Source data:
============================================================
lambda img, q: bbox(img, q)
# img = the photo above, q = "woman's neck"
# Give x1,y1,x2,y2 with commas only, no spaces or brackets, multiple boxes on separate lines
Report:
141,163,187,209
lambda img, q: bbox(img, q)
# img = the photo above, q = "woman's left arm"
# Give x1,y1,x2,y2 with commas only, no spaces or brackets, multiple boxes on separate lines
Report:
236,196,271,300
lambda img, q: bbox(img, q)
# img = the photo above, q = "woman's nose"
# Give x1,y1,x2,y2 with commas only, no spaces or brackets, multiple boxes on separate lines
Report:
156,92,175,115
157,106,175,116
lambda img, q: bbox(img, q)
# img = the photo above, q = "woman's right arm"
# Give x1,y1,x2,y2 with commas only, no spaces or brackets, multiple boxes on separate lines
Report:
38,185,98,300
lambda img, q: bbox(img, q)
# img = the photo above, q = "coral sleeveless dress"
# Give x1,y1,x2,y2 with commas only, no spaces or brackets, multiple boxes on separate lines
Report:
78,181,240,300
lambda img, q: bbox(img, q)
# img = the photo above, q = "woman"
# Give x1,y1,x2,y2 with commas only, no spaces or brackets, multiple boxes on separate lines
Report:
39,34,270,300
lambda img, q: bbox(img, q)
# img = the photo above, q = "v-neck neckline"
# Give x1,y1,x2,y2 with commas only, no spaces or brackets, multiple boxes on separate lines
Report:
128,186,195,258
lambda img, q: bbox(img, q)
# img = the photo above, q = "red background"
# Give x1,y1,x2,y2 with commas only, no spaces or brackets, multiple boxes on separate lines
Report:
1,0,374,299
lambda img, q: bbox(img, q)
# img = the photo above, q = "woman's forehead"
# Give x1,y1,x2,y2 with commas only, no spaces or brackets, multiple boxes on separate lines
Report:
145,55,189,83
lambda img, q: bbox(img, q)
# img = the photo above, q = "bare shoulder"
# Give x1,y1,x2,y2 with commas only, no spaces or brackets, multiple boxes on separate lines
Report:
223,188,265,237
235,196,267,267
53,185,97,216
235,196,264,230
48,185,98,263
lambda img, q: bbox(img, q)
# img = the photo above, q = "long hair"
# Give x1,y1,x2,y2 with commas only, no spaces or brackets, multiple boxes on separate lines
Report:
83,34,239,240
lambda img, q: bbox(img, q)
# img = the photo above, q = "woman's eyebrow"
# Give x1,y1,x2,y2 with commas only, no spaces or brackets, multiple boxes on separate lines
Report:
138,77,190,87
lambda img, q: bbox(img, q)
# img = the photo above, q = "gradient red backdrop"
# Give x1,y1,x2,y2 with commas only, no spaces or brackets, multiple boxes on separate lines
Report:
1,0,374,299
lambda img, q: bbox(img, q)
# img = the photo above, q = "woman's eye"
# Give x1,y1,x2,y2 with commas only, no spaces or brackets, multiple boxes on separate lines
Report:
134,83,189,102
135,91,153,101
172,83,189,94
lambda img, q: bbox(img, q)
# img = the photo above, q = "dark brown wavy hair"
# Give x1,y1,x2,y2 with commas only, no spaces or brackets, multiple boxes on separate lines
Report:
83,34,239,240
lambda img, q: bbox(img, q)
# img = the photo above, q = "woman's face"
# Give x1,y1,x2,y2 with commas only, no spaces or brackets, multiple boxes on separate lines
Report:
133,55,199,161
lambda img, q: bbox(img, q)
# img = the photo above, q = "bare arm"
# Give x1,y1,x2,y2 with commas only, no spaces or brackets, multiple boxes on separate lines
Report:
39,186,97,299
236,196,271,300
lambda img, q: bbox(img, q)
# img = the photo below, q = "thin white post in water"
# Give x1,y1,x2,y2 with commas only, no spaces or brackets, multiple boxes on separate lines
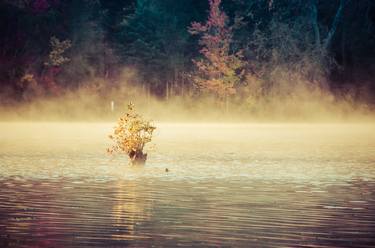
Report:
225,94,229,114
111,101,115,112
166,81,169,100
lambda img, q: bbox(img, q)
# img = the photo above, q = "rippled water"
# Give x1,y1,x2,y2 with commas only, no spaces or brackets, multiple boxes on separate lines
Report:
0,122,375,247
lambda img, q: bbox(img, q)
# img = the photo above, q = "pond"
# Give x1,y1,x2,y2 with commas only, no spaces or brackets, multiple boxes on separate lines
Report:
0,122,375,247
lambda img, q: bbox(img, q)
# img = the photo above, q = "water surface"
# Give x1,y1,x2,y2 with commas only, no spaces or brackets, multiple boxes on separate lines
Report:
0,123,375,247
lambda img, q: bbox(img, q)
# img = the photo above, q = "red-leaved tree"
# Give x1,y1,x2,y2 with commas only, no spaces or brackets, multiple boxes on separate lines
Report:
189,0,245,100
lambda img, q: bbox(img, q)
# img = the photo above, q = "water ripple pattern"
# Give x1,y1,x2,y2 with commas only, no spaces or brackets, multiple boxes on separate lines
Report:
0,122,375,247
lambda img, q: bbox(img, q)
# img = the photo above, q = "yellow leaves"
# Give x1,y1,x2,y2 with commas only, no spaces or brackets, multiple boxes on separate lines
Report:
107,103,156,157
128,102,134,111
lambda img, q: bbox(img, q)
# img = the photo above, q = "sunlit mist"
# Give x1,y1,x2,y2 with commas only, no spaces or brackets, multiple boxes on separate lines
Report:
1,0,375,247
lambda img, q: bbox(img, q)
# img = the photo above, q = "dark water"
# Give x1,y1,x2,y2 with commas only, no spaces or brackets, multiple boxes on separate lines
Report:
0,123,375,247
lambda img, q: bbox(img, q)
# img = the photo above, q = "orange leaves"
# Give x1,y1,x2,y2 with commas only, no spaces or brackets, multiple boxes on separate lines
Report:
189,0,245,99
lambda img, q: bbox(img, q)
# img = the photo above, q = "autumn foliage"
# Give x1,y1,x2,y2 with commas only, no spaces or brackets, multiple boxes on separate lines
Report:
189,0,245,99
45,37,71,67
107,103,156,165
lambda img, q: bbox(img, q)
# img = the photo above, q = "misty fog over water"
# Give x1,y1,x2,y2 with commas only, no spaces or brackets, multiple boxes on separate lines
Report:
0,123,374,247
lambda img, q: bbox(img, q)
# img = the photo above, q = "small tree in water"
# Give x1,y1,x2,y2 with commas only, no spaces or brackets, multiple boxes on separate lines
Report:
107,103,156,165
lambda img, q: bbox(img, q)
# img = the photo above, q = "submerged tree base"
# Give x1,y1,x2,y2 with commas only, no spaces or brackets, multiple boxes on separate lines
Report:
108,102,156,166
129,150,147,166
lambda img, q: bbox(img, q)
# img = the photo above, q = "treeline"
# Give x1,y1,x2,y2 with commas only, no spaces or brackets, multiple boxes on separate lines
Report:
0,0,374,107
============================================================
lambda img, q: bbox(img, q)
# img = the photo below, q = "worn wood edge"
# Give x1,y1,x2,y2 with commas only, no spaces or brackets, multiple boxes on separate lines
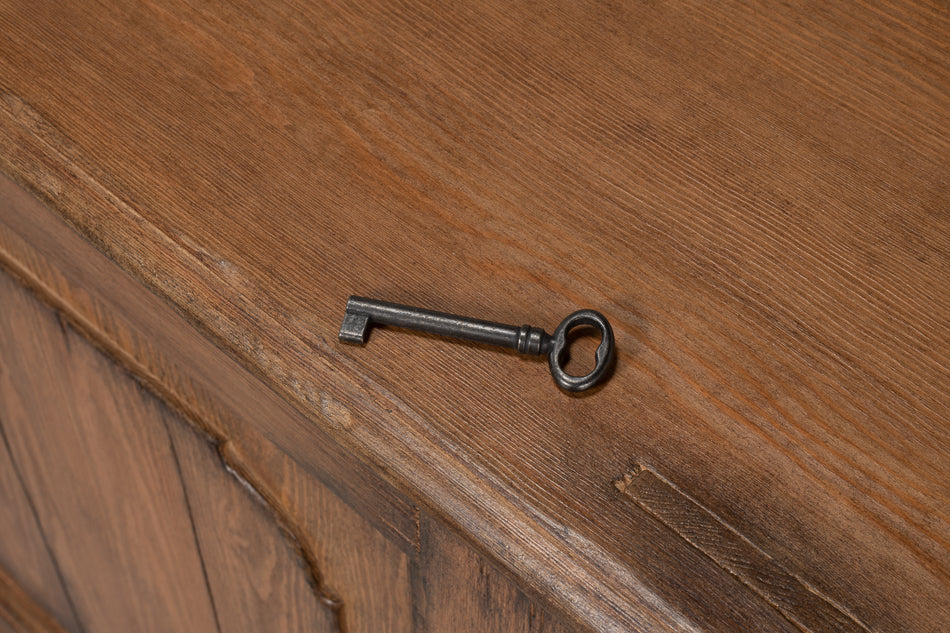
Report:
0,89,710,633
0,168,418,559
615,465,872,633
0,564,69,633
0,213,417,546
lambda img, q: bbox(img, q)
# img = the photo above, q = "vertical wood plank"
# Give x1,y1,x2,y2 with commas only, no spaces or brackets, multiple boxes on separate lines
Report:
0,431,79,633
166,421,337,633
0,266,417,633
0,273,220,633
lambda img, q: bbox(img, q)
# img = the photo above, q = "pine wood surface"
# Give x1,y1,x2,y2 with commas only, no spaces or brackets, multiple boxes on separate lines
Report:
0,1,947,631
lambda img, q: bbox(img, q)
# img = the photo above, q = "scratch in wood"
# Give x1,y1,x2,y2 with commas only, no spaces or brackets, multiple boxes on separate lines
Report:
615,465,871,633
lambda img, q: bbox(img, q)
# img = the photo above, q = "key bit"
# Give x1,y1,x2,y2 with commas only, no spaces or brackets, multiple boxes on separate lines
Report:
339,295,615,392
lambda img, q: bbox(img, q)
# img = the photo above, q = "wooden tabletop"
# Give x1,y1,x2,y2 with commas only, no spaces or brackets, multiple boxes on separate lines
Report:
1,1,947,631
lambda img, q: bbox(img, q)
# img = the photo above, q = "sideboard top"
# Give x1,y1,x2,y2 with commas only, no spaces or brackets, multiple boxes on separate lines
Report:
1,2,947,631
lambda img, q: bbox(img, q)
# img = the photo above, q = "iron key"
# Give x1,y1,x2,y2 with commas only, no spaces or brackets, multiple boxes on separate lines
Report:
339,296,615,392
============================================================
TASK PROMPT: Scan the data above; copy every line where "hair" appears.

SOLUTION FOR THIS EXERCISE:
# img = the photo above, q = "long hair"
# img = the photo above, q = "dark brown wavy hair"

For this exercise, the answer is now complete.